### RETO A
Traslade todas las líneas de las entradas, también las que comienzan por «Query:», sumando 55 a cada número de las coordenadas de respuesta. Las coordenadas de muestra que siguen a cada especificación no cambian.

### FRAGMENTO DE TEXTO
<<<<

Uno de aquellos pioneros oriundos de una Europa que siempre quedaba al norte de los Pirineos, viajeros impenitentes que hacia mediados del siglo xvii se adentraron en nuestras tierras con ganas irrefrenables de diseccionar a los españoles de la época, nos dejó una frase memorable: «La escasez de brujos en España se debía a la decisión del diablo de no tratar con españoles por miedo a que lo engañasen». Esta impagable observación se la debemos a la sagacidad de Robert d’Alcide de Bonnecase, autor de Relación de Madrid (Colonia, 1666), una sátira sobre la vida madrileña en la que sus habitantes no salen muy bien parados. D’Alcide de Bonnecase cultiva con acidez (debida quizás al cocido y a los rudos vinos madrileños de entonces) la sátira despiadada, la visión negativa y sesgada de usos y costumbres para poner de relieve en todo momento los aspectos más denigrantes de la capital.

>>>>

### RETO B
Prosiga el fragmento sobre la sátira de Madrid de D’Alcide de Bonnecase a partir de su última oración.

(Entradas de un conjunto de datos)
<<<<

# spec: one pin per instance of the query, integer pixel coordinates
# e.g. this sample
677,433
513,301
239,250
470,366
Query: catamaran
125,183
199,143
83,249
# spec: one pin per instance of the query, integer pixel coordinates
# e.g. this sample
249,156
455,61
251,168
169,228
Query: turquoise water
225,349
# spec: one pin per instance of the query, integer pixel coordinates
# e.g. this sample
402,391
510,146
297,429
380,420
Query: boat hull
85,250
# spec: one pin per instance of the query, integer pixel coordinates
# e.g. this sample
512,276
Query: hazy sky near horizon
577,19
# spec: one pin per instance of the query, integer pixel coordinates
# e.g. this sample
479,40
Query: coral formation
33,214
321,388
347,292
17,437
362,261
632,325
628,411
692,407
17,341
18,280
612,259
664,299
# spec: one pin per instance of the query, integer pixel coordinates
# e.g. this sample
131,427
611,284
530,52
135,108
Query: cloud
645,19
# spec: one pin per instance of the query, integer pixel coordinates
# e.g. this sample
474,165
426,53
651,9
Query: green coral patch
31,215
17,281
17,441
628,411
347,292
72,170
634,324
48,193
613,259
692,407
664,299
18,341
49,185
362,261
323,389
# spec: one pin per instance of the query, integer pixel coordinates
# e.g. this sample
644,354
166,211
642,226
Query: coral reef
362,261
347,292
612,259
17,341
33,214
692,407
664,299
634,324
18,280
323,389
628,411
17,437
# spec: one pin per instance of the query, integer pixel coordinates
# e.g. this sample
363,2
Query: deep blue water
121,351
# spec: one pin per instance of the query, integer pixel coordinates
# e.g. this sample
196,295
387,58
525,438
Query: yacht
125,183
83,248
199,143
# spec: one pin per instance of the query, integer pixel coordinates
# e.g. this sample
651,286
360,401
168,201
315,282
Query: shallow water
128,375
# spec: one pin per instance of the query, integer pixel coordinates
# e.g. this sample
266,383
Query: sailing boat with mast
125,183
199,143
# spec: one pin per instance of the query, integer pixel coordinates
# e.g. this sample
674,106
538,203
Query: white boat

>>>>

### RESPUESTA ESCRITA A
# spec: one pin per instance of the query, integer pixel coordinates
# e.g. this sample
677,433
513,301
239,250
470,366
Query: catamaran
180,238
254,198
138,304
# spec: one pin per instance of the query, integer pixel coordinates
# e.g. this sample
249,156
455,61
251,168
169,228
Query: turquoise water
280,404
# spec: one pin per instance of the query, integer pixel coordinates
# e.g. this sample
402,391
510,146
297,429
380,420
Query: boat hull
140,305
# spec: one pin per instance of the query, integer pixel coordinates
# e.g. this sample
512,276
Query: hazy sky near horizon
632,74
# spec: one pin per instance of the query, integer pixel coordinates
# e.g. this sample
479,40
Query: coral formation
88,269
376,443
402,347
72,492
417,316
687,380
683,466
747,462
72,396
73,335
667,314
719,354
# spec: one pin per instance of the query, integer pixel coordinates
# e.g. this sample
131,427
611,284
530,52
135,108
Query: cloud
700,74
# spec: one pin per instance of the query, integer pixel coordinates
# e.g. this sample
474,165
426,53
651,9
Query: green coral patch
86,270
72,336
72,496
683,466
402,347
127,225
689,379
103,248
668,314
747,462
719,354
73,396
104,240
417,316
378,444
# spec: one pin per instance of the query, integer pixel coordinates
# e.g. this sample
644,354
166,211
642,226
Query: coral reef
417,316
402,347
667,314
72,396
88,269
747,462
719,354
689,379
73,335
378,444
683,466
72,492
# spec: one pin per instance of the query, integer pixel coordinates
# e.g. this sample
363,2
Query: deep blue water
176,406
# spec: one pin per instance of the query, integer pixel coordinates
# e.g. this sample
196,295
387,58
525,438
Query: yacht
180,238
138,303
254,198
# spec: one pin per instance of the query, integer pixel coordinates
# e.g. this sample
651,286
360,401
168,201
315,282
Query: shallow water
183,430
# spec: one pin per instance of the query, integer pixel coordinates
# e.g. this sample
266,383
Query: sailing boat with mast
180,238
254,198
# spec: one pin per instance of the query, integer pixel coordinates
# e.g. this sample
674,106
538,203
Query: white boat

### RESPUESTA ESCRITA B
Viene todo esto a cuento del lamentable espectáculo ofrecido en fechas recientes por parte de la empresa de Sevilla a la hora de sacar a la luz pública unos carteles que despertaron en su momento un gran interés entre los aficionados no sólo sevillanos, sino de todo el orbe taurino. Ante la enorme expectación levantada —y las lógicas ganas por parte de la afición de ver toros después de más de un año sin corridas—, la empresa de Sevilla decidió echar la casa por la ventana confeccionando una magnífica feria, la mejor que se recuerda; eso sí, sabiendo de antemano sus máximos responsables que no se iban a dar las condiciones necesarias para poder darla. Suspendidas por segundo año consecutivo las procesiones de Semana Santa, ¿alguien en su sano juicio pensó que las autoridades competentes de la Junta de Andalucía iban a dar permiso para celebrar corridas de toros en la capital hispalense? Al final resultó que lo del aforo del 50% y el tema del metro y medio no eran más que subterfugios para desviar la atención y tener las excusas preparadas de antemano ante la previsible cancelación de la feria. La empresa lanzó un órdago a sabiendas de que, desde el primer momento, no había nadie de la Junta jugando esa partida al otro lado de la mesa.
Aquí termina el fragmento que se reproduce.